Input material →
+--

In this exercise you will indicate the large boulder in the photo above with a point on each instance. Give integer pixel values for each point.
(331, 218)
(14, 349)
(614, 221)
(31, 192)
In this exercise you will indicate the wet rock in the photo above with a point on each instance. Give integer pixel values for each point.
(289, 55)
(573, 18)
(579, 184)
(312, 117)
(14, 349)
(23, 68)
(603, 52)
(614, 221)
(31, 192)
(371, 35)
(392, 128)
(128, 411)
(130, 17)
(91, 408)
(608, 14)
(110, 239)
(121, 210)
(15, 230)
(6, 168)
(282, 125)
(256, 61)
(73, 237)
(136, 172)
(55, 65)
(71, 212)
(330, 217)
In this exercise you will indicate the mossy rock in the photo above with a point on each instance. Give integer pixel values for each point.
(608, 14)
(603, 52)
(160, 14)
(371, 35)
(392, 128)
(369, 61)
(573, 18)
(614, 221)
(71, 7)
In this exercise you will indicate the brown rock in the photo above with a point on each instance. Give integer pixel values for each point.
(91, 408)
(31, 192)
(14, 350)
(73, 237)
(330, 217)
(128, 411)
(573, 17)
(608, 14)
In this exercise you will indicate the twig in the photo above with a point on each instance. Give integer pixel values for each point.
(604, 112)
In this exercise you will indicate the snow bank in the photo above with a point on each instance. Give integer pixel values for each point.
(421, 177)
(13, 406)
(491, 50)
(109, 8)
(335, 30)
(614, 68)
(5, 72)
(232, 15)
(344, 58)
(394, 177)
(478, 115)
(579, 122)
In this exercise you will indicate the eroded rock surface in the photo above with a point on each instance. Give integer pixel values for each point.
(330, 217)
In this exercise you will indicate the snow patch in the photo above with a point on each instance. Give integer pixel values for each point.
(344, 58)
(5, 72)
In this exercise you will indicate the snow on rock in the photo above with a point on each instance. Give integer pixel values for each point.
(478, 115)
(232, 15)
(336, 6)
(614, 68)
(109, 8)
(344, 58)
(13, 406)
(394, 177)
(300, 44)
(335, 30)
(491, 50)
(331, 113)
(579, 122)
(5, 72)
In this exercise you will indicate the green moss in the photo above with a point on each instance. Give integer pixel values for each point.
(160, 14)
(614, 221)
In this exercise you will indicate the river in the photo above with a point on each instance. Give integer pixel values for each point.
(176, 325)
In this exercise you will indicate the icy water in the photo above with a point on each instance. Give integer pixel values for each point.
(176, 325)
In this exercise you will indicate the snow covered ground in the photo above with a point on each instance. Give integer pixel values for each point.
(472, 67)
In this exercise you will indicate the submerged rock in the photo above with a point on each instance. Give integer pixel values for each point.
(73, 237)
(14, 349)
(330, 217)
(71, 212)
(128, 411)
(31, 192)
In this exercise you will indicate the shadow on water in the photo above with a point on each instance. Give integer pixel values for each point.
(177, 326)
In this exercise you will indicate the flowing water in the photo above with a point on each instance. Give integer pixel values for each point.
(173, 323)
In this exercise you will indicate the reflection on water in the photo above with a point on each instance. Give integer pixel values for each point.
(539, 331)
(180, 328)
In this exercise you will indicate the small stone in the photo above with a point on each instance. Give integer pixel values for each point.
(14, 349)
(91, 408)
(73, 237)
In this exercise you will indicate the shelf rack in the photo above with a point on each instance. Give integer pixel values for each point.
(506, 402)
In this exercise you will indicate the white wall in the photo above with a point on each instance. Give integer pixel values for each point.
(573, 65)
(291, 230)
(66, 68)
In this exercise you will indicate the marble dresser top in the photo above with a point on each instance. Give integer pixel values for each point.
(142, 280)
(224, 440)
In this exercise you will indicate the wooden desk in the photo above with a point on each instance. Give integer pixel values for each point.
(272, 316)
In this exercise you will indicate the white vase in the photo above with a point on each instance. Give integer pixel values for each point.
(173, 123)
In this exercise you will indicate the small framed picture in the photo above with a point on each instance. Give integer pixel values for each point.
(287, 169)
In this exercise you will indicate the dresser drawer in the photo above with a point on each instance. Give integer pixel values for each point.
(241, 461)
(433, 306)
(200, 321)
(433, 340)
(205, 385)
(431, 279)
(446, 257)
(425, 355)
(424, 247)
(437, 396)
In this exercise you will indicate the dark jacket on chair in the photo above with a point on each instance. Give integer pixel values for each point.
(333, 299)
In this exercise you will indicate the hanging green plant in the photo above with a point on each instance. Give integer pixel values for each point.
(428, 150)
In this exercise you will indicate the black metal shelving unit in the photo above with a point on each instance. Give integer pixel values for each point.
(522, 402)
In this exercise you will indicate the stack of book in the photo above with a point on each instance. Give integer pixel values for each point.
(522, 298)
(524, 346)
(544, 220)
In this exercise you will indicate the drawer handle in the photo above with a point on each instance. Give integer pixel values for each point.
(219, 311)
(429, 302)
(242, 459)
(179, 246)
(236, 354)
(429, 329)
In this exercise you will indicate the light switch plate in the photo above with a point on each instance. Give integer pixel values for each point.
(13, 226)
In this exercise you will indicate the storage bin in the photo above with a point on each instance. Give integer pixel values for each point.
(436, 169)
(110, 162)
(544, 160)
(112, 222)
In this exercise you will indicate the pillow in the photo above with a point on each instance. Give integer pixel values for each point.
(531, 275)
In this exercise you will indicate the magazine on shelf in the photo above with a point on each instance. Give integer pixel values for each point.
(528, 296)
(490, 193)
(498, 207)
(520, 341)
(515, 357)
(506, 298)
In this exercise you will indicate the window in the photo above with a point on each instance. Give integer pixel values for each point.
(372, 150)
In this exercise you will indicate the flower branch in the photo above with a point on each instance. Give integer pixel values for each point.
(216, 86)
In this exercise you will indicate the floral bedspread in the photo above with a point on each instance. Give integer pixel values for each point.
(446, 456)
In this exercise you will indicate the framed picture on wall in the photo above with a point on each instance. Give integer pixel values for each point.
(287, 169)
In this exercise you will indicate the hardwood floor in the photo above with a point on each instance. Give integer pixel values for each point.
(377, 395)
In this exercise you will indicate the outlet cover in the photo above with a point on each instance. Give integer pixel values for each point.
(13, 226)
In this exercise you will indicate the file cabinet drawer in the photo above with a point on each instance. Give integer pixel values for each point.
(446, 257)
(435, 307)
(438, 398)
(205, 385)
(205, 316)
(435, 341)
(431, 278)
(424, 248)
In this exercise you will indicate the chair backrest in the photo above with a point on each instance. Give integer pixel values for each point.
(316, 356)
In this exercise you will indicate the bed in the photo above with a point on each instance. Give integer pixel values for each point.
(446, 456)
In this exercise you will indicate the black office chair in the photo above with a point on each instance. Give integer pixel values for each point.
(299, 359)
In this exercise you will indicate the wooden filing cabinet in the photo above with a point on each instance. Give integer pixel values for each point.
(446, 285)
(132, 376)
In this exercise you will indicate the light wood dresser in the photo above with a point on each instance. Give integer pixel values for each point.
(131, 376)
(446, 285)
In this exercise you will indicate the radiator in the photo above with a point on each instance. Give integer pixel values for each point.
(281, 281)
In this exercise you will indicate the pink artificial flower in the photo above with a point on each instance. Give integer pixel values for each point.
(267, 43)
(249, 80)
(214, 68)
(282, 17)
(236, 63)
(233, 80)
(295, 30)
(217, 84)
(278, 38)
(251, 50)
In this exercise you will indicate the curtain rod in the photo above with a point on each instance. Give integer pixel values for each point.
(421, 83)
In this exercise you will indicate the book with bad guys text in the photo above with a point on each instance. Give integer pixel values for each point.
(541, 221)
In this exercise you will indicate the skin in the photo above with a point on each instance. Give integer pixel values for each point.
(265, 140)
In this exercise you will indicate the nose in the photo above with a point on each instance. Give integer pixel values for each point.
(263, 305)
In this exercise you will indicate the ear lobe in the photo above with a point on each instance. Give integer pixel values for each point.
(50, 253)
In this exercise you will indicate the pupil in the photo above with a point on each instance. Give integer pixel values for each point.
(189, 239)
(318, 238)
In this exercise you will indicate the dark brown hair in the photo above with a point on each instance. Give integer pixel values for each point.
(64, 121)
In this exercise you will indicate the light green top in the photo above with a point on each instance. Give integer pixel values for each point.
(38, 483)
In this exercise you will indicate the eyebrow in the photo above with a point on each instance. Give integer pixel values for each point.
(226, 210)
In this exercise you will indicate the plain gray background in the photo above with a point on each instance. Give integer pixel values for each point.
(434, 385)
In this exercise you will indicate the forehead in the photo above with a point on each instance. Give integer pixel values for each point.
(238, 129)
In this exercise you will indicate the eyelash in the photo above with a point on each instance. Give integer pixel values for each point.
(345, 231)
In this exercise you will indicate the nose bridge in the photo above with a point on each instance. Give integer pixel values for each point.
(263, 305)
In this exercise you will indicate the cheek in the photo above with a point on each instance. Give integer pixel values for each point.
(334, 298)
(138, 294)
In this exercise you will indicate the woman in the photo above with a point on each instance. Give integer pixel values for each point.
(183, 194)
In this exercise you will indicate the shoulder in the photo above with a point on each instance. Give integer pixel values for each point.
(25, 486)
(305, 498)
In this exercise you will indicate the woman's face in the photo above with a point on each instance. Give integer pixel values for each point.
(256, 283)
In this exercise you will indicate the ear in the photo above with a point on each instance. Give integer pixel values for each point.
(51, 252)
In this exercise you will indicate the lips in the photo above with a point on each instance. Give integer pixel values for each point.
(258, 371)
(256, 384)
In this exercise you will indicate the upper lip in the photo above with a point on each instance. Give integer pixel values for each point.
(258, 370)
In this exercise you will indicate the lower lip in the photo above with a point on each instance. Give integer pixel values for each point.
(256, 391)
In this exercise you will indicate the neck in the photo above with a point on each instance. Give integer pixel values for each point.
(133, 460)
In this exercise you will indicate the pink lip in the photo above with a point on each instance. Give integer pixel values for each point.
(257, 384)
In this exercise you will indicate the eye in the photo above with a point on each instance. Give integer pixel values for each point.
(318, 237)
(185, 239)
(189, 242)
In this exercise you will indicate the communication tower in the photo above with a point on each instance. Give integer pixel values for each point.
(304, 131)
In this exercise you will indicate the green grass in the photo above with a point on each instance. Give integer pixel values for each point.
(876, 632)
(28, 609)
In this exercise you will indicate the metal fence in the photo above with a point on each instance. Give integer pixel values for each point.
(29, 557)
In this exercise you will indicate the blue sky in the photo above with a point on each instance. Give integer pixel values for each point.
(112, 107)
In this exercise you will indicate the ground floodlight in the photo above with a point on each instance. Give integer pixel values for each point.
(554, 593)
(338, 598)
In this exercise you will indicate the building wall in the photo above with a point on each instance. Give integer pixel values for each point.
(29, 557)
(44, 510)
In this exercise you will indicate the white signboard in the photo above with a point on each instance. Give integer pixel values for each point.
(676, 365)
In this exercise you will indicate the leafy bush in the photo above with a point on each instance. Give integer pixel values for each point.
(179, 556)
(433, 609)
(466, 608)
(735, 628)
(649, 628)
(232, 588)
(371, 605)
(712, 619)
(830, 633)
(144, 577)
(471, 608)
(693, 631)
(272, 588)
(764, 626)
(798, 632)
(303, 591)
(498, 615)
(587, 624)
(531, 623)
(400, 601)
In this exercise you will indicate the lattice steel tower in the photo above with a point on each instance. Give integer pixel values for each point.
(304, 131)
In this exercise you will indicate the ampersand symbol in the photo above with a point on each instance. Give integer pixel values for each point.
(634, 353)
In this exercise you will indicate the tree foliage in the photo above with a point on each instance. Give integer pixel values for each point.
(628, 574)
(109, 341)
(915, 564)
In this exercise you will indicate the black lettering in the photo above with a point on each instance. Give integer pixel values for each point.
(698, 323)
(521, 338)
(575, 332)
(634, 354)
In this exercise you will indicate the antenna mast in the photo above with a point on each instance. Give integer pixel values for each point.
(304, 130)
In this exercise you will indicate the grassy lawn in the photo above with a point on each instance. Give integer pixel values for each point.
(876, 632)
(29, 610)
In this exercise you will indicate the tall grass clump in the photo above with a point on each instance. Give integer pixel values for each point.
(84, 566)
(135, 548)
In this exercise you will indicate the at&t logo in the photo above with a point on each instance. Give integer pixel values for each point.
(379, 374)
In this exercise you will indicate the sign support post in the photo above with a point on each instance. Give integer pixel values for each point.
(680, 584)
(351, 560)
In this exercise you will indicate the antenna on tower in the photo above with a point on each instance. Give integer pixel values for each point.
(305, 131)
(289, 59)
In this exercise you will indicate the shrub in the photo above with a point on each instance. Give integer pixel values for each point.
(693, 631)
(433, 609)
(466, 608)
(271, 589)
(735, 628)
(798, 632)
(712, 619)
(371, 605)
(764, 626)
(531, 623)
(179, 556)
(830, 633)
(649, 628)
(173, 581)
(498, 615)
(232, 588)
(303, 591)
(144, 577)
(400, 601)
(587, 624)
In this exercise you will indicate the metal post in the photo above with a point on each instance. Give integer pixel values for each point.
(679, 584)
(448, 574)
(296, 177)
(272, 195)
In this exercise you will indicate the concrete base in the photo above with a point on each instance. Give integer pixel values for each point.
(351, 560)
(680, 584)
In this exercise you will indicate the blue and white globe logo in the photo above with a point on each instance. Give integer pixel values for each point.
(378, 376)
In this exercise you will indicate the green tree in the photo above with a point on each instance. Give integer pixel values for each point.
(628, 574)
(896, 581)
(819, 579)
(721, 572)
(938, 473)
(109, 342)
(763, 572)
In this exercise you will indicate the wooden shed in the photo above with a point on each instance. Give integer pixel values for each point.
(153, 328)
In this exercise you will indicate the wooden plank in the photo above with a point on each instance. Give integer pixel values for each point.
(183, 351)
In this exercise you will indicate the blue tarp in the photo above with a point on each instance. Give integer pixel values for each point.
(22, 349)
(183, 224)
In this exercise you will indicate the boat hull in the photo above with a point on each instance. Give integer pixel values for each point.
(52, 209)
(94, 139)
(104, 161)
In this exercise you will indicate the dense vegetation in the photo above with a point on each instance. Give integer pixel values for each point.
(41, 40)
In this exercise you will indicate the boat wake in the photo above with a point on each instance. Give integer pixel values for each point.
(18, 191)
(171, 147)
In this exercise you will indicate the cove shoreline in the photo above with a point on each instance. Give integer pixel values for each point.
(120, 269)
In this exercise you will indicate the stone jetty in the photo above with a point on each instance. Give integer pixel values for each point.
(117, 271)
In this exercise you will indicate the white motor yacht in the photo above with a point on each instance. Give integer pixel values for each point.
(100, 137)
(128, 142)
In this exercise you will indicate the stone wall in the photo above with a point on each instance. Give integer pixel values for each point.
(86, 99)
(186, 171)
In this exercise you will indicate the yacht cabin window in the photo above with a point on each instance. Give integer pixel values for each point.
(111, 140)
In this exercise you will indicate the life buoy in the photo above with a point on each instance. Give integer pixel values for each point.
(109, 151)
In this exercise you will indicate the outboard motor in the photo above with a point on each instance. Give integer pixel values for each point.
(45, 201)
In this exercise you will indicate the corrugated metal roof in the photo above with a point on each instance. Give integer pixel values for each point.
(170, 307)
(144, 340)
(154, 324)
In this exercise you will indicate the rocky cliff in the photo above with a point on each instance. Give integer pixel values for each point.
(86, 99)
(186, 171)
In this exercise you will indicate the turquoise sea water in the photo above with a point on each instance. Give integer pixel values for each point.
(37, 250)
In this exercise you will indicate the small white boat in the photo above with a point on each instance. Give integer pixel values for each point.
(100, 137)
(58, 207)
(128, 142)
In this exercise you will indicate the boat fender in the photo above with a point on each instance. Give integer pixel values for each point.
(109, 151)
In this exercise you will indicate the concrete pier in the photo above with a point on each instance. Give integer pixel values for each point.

+--

Problem →
Starting at the line that contains "In this exercise you will indicate the rocky", output each remaining line of the listing, the last line included, exactly as it appears.

Completed task →
In this exercise you will indicate the rocky cliff in the photo above with a point on each instance. Give integer pixel values for each point.
(86, 99)
(186, 171)
In this exercise you will indicate the turquoise sea water in the photo above with a point on each instance. Give integer pixel values for each point.
(37, 250)
In this exercise you will indicate the small white boat in the photo above with a point on each instance. Give integer pixel values for each point.
(100, 137)
(58, 207)
(128, 142)
In this exercise you will indicate the boat fender in the photo above with a point on each instance. Give integer pixel values for each point.
(109, 151)
In this exercise you will indicate the concrete pier in the photo above with a point on each instance. Give integer pixel values for each point.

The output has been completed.